Data in this exercise start
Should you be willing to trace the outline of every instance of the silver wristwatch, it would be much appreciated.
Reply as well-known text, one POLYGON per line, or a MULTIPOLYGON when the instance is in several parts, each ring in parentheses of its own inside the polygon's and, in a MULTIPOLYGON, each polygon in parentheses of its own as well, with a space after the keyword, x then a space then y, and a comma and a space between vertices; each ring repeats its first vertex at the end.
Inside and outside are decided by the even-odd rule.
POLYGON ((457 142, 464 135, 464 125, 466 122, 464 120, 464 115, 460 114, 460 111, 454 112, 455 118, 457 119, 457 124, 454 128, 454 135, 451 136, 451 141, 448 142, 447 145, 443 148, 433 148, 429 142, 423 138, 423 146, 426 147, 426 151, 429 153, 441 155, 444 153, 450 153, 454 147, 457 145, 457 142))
Data in this exercise end
Data in this exercise start
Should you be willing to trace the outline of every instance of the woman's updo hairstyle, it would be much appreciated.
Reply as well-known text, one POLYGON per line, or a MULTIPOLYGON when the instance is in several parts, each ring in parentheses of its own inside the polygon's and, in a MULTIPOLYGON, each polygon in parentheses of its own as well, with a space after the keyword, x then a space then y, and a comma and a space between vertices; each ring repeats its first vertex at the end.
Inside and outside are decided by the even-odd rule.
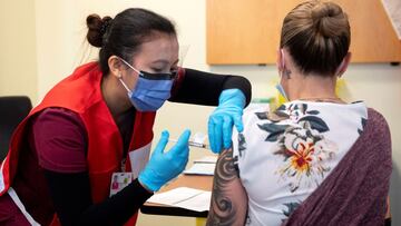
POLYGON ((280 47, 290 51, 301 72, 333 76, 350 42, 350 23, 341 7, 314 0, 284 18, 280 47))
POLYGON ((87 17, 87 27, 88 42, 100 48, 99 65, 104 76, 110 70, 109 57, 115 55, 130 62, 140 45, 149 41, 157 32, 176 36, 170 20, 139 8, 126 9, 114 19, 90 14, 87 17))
Data in this exercise end
▶ [Exercise requirements] Reproduce the part of the data that opens with the line containing "wristwatch, it would be much appreciated." and closes with the line containing "POLYGON ((457 142, 464", both lines included, with the request text kept unchanged. Shift every coordinate in the polygon answers by -59.

▶ [Task response]
Should you be willing to trace the outline of every instance of the silver wristwatch, it would be much appreciated.
Reply as well-known text, one POLYGON per line, or a MULTIPOLYGON when the instance is in several parts, each ring in parentheses of its own inside the polygon's and, in a MULTIPOLYGON, each polygon in parentheses of its own as well, with a space after the keyword, x then a space then y, and a comma and a space between vertices; each ring repeats its first vertex at the end.
Inside and outside are decided by the even-odd rule.
POLYGON ((398 83, 405 76, 405 66, 407 63, 405 61, 405 56, 401 55, 401 52, 395 53, 396 59, 398 60, 398 65, 395 69, 395 76, 392 77, 392 82, 389 83, 388 86, 384 89, 374 89, 370 83, 364 79, 364 87, 367 88, 367 92, 370 94, 382 96, 385 94, 391 94, 395 88, 398 86, 398 83))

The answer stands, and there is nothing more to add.